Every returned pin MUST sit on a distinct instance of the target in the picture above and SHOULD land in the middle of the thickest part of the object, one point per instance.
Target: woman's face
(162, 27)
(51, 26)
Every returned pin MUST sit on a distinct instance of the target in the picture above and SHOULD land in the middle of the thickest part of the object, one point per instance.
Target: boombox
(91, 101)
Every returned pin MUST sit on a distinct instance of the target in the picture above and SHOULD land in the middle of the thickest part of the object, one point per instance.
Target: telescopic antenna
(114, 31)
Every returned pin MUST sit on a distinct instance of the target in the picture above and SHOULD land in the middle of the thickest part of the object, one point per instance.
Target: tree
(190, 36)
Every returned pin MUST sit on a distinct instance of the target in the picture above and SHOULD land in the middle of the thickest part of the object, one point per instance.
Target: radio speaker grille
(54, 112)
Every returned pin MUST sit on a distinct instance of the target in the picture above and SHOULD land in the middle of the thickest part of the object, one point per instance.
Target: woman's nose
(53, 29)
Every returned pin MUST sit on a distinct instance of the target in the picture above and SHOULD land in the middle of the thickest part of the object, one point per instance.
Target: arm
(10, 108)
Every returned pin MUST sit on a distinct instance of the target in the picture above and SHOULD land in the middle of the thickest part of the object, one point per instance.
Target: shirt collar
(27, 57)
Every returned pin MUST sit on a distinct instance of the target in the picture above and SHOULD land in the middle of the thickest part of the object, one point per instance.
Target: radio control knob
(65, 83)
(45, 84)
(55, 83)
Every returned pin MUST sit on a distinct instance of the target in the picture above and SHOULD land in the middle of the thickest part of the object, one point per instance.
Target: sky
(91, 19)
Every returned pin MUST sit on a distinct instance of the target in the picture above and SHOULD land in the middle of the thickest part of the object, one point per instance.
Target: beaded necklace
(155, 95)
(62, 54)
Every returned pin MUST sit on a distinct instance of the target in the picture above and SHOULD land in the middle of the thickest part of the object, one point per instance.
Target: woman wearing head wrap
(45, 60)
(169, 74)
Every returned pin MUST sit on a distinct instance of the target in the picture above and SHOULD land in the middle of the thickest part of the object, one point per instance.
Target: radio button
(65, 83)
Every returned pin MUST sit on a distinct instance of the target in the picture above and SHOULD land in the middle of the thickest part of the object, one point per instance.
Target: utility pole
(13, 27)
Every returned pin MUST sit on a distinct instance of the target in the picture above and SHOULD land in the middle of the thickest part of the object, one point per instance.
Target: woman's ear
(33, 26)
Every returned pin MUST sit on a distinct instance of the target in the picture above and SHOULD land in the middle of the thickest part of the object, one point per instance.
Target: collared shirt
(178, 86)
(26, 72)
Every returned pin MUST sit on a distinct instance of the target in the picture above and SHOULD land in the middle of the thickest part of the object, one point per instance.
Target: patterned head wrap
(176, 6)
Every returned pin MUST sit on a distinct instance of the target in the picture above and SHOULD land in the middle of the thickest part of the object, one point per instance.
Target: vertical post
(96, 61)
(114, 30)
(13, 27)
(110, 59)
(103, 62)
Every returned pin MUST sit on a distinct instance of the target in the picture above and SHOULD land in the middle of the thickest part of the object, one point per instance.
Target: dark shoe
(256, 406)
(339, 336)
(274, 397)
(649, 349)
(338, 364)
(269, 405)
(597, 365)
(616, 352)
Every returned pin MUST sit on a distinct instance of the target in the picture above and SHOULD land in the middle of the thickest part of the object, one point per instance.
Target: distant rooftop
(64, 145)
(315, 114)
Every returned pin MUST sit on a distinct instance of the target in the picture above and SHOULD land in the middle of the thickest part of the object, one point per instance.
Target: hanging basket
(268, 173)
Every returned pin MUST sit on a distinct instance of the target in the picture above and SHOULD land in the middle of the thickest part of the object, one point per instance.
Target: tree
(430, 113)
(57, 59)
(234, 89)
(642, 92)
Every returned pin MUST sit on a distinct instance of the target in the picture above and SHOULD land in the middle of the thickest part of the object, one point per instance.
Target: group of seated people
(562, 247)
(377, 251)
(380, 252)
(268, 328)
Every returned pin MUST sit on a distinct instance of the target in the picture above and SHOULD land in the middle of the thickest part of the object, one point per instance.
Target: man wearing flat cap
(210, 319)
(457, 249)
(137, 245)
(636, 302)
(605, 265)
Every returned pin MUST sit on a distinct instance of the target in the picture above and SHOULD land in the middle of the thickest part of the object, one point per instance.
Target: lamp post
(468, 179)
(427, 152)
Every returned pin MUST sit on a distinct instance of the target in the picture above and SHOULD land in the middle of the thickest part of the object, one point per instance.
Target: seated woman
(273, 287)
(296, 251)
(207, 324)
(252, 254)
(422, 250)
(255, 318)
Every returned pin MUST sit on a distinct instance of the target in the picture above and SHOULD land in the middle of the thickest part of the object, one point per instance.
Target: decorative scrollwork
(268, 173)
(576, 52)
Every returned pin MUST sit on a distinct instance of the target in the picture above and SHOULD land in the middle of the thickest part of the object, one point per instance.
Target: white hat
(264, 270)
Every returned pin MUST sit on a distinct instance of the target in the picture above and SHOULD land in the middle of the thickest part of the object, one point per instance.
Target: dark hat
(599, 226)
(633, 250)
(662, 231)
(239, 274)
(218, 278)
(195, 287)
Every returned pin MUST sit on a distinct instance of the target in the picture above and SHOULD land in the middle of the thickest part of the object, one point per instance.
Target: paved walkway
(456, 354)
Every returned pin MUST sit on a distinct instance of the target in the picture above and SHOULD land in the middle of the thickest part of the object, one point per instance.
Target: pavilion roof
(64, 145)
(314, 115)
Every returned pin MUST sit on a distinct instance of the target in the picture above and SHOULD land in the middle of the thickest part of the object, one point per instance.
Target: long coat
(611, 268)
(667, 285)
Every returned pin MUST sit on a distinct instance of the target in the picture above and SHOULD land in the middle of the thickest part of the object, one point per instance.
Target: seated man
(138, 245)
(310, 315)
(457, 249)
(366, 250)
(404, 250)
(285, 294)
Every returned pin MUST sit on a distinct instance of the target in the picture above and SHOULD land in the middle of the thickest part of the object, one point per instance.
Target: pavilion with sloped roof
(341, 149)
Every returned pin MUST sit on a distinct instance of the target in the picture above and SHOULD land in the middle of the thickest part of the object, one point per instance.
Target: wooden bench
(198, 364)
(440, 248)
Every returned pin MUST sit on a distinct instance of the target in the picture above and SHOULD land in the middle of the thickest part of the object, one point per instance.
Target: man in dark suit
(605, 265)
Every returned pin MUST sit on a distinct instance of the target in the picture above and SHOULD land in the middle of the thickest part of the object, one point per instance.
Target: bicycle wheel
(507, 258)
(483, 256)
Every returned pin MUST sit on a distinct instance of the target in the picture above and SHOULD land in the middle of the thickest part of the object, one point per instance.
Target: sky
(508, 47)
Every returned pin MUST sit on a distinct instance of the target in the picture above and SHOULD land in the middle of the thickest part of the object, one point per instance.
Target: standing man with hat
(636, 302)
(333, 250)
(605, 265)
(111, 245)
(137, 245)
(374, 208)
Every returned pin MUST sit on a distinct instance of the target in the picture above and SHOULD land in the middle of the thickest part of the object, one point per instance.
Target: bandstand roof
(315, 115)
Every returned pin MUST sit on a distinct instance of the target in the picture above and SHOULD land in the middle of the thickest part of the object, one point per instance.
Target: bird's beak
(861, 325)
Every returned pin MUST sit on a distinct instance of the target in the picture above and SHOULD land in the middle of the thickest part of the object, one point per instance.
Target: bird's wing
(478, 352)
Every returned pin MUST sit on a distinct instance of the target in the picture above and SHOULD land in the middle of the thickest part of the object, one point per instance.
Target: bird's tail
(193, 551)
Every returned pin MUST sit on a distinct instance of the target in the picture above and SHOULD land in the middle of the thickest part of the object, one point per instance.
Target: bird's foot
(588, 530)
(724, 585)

-------

# Brief:
Restating every entry above word for word is the whole task.

# Answer space:
Every returned pin MUST sit on a distinct instance of the target in the picture above and SHOULD land in the middle of the thickest part of the object, one point per instance.
Target: woman's face
(162, 27)
(51, 26)
Every returned pin MUST sit on a distinct instance of the target in the picture above and SHOULD land in the middle of the thickest part of the object, one point per instance.
Target: boombox
(91, 101)
Every returned pin MUST sit on a distinct instance of the target in the picture above and SHOULD land in the middle of the thickest part of the object, one point per instance.
Target: telescopic antenna
(114, 31)
Every returned pin MUST sit on a distinct instance of the target in the picture above and SHOULD land in the middle of the thickest part of the object, one point per instance.
Target: tree
(190, 36)
Every returned pin MUST sit on a distinct instance of the target in the picture above and SHOULD land in the middle of the thickest part of the object, one point per instance.
Target: radio speaker grille
(54, 112)
Every returned pin MUST sit on a distinct instance of the target in the picture above and SHOULD land in the middle of the thickest part of the object, one point per instance.
Target: woman's nose
(53, 29)
Every returned pin MUST sit on a distinct instance of the target in the picture above and SHOULD land in the middle of the thickest part of the object, one point per instance.
Target: arm
(10, 108)
Every returned pin MUST sit on a distinct instance of the target in the picture above and SHOULD land in the middle of the thickest part of the object, one point per instance.
Target: shirt collar
(27, 57)
Every returned pin MUST sit on a distinct instance of the target in the picture above and SHOULD land in the middle of the thickest part of the object, one point per instance.
Target: radio control knob
(65, 83)
(45, 84)
(55, 83)
Every returned pin MUST sit on a distinct instance of the target in the picture above and SHOULD land in the middle of the thickest part of the object, one point per instance.
Target: sky
(91, 19)
Every returned pin MUST sit on a distinct instance of the target in the picture above and SHOULD land in the middle of the thickest part of the object, one point per instance.
Target: beaded necklace
(155, 95)
(62, 54)
Every returned pin MUST sit on a distinct instance of the target in the picture above and SHOULD land in the middle of the thickest part of the object, one point per instance.
Target: woman wearing head wrap
(45, 60)
(169, 74)
Every returned pin MUST sit on a distinct instance of the target in the picture above and SHOULD land in the middle of the thickest part of the object, one point per instance.
Target: radio button
(65, 83)
Every returned pin MUST sit on a distinct instance of the target in the picture above and SHOULD land in the middle of the thickest part of the object, one point per instance.
Target: utility pole
(13, 27)
Every returned pin MUST sit on a distinct instance of the target in the picture above and SHOULD land in the middle of the thickest part of the object, one point per instance.
Target: woman's ear
(33, 26)
Every returned pin MUST sit on a distinct instance of the target in the picture above and SHOULD land in the middle of the thickest part of the object, one point per instance.
Target: collared shirt
(178, 86)
(26, 72)
Every returned pin MUST sit on a distinct instance of the target in the picture above and SHOULD land in the middle of the thickest part of the object, one point per instance.
Target: patterned head wrap
(176, 6)
Every returned pin MUST sit on a distinct instance of the target in the picture above and SHOULD land in the middle of the thickest part of the object, one point per instance.
Target: vertical post
(96, 61)
(114, 30)
(13, 27)
(110, 59)
(103, 62)
Every returned pin MUST sit on a distinct instance of the target in the picture above and SHOULD land in the middle of the thickest part of the object, one point per instance.
Target: dark shoe
(256, 406)
(339, 336)
(274, 397)
(649, 349)
(338, 364)
(269, 405)
(597, 365)
(616, 352)
Every returned pin MUST sit on a distinct instance of the target in the picture above and SHOULD land in the middle of the thickest part of the object, one point per instance.
Target: distant rooftop
(64, 145)
(315, 114)
Every returned pin MUST sit on a distinct instance of the target in the picture above and SHOULD land in the middle of the thickest part of the object, one point per instance.
Target: hanging basket
(268, 173)
Every returned pin MUST sit on a distinct instance of the target in the picture above and SHOULD land in the middle of the thickest part of the object, one point per instance.
Target: tree
(430, 113)
(57, 59)
(234, 89)
(642, 92)
Every returned pin MUST sit on a distinct instance of the target in the picture above and SHOULD land in the middle of the thickest part of the object, one point per instance.
Target: group of seated people
(562, 247)
(377, 251)
(380, 252)
(268, 328)
Every returned pin MUST sit on a distinct instance of the target in the picture above and SHOULD land in the middle of the thickest part of the object, one point per instance.
Target: man wearing flat cap
(210, 319)
(457, 249)
(137, 245)
(636, 302)
(605, 265)
Every returned pin MUST sit on a distinct instance of the target in the picture above and SHOULD land in the middle of the thickest part of the object, one point per instance.
Target: lamp post
(468, 179)
(427, 152)
Every returned pin MUST sit on a distinct instance of the target in the picture above and SHOULD land in the middle of the thickest part of the object, one point per instance.
Target: seated woman
(273, 287)
(296, 251)
(207, 324)
(252, 254)
(422, 250)
(255, 318)
Every returned pin MUST sit on a distinct instance of the target in the picture above and SHOULD land in the middle of the thickest part of the object, one point per instance.
Target: decorative scrollwork
(268, 173)
(576, 52)
Every returned pin MUST sit on a distinct instance of the target in the picture above and SHOULD land in the middle of the thickest part of the object, one point per instance.
Target: white hat
(264, 270)
Every returned pin MUST sit on a distinct instance of the target in the picture above and SHOULD land in the middle of the thickest part of the object, one point per instance.
Target: dark hat
(599, 226)
(633, 250)
(662, 231)
(239, 274)
(218, 278)
(195, 287)
Every returned pin MUST sit on a distinct instance of the target in the picture above and SHOULD land in the middle of the thickest part of the object, one point per instance.
Target: paved walkway
(456, 354)
Every returned pin MUST sit on a distinct instance of the target in the picture above and SHOULD land in the middle of the thickest part of the object, one point per instance.
Target: pavilion roof
(64, 145)
(314, 115)
Every returned pin MUST sit on a distinct instance of the target in the picture above and SHOULD land in the middle of the thickest part of the object, one point per instance.
Target: long coat
(611, 268)
(667, 285)
Every returned pin MUST sit on a distinct instance of the target in the picture above and SHOULD land in the middle of the thickest part of the object, one point per instance.
Target: seated man
(138, 245)
(310, 315)
(457, 249)
(366, 250)
(404, 250)
(285, 294)
Every returned pin MUST sit on a distinct instance of the target in the picture above and SHOULD land in the middle of the thickest part of the object, one point per instance.
Target: pavilion with sloped roof
(341, 149)
Every returned pin MUST sit on a distinct instance of the target in the picture above and SHOULD land in the middle of the thickest part of the object, one point per instance.
Target: wooden bench
(198, 364)
(440, 248)
Every returned pin MUST sit on a distinct instance of the target in the picture above and SHOULD land in the middle of the thickest part of the object, one point per instance.
Target: man in dark suit
(605, 265)
Every returned pin MUST sit on a distinct instance of the target in the picture above and SHOULD land in the middle of the thickest part of the object, one point per instance.
Target: bicycle wheel
(507, 258)
(483, 256)
Every returned pin MUST sit on a distinct instance of the target in the picture above and SHOULD land in the middle of the thickest part of the object, one point per instance.
Target: sky
(508, 47)
Every returned pin MUST sit on a distinct instance of the target in the picture above and SHOULD land in the middle of the thickest part of the object, one point per instance.
Target: standing man with hat
(636, 302)
(333, 250)
(605, 265)
(111, 245)
(137, 245)
(374, 208)
Every returned pin MUST sit on a distinct instance of the target in the picture above and SHOULD land in the middle of the thickest part of the object, one point per instance.
Target: bandstand roof
(315, 115)
Every returned pin MUST sit on a distinct instance of the target in the picture above and SHOULD land in the middle of the thickest part of the object, one point per instance.
Target: bird's beak
(861, 325)
Every returned pin MUST sit on a distinct instance of the target in the picture above and SHOULD land in the middle of the thickest part of the object, one point per instance.
Target: bird's wing
(478, 352)
Every returned pin MUST sit on a distinct instance of the target in the picture above and SHOULD land in the middle of the thickest part of the object, one point per instance.
Target: bird's tail
(193, 551)
Every returned pin MUST sit on a distinct instance of the target in the picture above and SHOULD land in the middle of the thickest part of the object, one point per instance.
Target: bird's foot
(588, 530)
(724, 585)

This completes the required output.